**** DATA FOR PROCESSING ****
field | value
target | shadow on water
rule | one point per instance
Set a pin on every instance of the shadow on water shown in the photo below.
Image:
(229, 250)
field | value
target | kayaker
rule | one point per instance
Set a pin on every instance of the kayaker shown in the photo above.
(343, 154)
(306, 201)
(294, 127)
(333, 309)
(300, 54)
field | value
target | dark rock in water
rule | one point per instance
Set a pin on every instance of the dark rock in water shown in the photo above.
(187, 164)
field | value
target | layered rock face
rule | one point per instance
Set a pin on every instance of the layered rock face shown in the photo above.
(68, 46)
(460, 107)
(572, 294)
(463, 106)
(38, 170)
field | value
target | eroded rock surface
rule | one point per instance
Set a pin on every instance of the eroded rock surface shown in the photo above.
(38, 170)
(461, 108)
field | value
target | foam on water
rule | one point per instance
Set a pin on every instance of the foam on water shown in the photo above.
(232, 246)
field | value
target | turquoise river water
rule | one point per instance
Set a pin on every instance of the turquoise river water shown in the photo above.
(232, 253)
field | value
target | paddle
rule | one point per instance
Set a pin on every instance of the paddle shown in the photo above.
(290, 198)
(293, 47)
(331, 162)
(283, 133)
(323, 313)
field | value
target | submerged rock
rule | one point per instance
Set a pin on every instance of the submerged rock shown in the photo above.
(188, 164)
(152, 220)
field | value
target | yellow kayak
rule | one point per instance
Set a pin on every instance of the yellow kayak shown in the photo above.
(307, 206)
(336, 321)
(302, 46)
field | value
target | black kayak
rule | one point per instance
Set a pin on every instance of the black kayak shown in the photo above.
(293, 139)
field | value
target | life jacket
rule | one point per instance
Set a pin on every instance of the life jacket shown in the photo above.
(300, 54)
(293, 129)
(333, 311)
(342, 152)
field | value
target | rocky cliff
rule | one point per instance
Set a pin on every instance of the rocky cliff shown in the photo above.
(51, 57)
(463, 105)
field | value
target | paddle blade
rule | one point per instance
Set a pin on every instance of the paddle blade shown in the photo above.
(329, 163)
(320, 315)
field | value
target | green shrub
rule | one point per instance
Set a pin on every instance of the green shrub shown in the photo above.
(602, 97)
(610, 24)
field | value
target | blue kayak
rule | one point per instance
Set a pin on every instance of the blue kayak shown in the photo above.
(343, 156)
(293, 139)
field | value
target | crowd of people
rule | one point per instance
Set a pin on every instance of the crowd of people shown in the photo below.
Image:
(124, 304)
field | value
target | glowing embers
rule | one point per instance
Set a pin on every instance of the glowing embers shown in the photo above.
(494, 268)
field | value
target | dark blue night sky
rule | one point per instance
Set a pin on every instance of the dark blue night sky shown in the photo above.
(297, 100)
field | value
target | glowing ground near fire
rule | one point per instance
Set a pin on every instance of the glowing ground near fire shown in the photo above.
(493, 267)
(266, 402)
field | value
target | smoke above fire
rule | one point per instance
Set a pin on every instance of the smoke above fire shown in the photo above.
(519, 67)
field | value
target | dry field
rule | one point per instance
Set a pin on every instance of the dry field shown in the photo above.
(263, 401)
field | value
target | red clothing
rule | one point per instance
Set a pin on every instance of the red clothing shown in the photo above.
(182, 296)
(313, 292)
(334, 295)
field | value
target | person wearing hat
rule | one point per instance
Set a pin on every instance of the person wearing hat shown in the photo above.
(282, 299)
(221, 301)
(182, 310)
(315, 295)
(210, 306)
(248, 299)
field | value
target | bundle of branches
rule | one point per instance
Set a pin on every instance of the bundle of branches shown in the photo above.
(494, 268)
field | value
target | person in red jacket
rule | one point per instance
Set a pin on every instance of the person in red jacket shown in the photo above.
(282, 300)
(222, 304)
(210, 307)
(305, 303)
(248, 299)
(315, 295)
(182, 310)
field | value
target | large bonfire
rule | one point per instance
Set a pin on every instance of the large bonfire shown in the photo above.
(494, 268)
****
**** DATA FOR PROCESSING ****
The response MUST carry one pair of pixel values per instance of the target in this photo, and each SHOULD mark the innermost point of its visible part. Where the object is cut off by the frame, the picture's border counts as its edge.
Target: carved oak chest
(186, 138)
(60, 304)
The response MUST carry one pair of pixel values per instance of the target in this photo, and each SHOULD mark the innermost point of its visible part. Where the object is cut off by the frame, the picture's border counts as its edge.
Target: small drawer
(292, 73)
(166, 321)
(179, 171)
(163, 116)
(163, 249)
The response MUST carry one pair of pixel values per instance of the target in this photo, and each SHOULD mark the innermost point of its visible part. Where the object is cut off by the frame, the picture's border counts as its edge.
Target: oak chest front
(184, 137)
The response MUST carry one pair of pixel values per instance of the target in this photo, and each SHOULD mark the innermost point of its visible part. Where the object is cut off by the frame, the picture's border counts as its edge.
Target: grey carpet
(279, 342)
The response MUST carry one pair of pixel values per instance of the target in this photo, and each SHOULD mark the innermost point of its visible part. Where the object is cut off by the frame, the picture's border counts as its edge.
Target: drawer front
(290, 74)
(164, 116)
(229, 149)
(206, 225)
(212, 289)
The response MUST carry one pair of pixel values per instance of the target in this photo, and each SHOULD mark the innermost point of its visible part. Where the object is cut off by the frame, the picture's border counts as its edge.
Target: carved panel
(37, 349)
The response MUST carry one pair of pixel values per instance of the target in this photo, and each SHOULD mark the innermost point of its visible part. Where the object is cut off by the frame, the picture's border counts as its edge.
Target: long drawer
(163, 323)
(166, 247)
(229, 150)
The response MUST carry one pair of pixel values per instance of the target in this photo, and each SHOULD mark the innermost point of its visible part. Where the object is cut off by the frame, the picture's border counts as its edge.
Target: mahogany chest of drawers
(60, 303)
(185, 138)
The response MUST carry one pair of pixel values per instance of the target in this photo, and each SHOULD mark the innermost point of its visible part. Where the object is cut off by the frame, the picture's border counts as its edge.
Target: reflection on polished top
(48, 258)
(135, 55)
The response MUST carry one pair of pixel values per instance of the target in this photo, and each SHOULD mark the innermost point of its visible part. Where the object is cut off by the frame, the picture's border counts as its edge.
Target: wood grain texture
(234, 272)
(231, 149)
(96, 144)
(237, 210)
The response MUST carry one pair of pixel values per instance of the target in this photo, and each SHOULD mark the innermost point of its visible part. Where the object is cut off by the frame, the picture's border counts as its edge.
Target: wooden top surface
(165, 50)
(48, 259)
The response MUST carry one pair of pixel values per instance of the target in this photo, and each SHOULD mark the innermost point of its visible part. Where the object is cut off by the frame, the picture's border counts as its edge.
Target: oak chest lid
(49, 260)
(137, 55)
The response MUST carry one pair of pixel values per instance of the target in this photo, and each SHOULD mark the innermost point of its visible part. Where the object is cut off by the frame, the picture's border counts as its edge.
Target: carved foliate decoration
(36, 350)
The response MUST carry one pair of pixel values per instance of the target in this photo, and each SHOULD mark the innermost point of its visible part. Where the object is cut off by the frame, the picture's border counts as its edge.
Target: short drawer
****
**** DATA FOR PROCESSING ****
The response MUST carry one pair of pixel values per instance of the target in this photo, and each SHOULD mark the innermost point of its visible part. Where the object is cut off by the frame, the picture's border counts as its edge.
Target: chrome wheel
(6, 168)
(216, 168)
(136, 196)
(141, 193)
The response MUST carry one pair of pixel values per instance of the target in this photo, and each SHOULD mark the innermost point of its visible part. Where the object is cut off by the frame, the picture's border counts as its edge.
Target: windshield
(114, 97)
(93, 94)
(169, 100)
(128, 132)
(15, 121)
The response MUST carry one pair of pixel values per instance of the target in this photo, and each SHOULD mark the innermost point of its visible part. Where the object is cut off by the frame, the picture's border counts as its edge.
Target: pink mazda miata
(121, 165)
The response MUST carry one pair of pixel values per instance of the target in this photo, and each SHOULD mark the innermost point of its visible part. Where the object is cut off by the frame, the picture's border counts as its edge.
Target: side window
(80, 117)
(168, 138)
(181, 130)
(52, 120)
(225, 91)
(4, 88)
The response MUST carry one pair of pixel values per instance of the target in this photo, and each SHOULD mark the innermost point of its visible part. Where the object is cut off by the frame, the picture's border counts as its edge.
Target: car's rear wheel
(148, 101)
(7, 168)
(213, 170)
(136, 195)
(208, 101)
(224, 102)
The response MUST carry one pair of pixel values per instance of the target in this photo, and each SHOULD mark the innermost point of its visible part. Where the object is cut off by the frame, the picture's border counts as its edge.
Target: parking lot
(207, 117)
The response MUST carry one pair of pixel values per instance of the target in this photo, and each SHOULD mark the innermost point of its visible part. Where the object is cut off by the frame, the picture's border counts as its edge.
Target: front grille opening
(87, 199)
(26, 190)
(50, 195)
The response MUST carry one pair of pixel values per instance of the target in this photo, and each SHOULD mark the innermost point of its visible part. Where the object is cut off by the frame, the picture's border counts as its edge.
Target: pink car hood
****
### TASK PROMPT
Using the entries above, repeat only the lines from the one containing "Target: wood grain texture" through the one containing "Target: short drawer", end lines included.

### RESPONSE TO THIS EXERCISE
Target: wood grain texture
(234, 272)
(231, 149)
(96, 144)
(237, 210)
The response MUST carry one pair of pixel values per instance of the target in this photo, and each SHOULD mark the innermost point of its visible part. Where the object is cut off by the frame, the picture's border counts as its edge.
Target: wooden top surface
(165, 50)
(48, 259)
The response MUST carry one pair of pixel values per instance of the target in this photo, and each SHOULD mark the innermost point of its visible part. Where the object is cut off by the frame, the picture's border counts as its edge.
Target: oak chest lid
(49, 260)
(137, 55)
The response MUST carry one pair of pixel values per instance of the target in this photo, and each SHOULD mark the innermost point of its visible part. Where the object is cut off by the frame, the picture's border counts as its edge.
Target: carved foliate decoration
(36, 350)
The response MUST carry one pair of pixel values per instance of the target in this photo, and each SHOULD mark the innermost point of its visible part. Where the object is cut off by the frame, the picture's border counts as its edge.
Target: short drawer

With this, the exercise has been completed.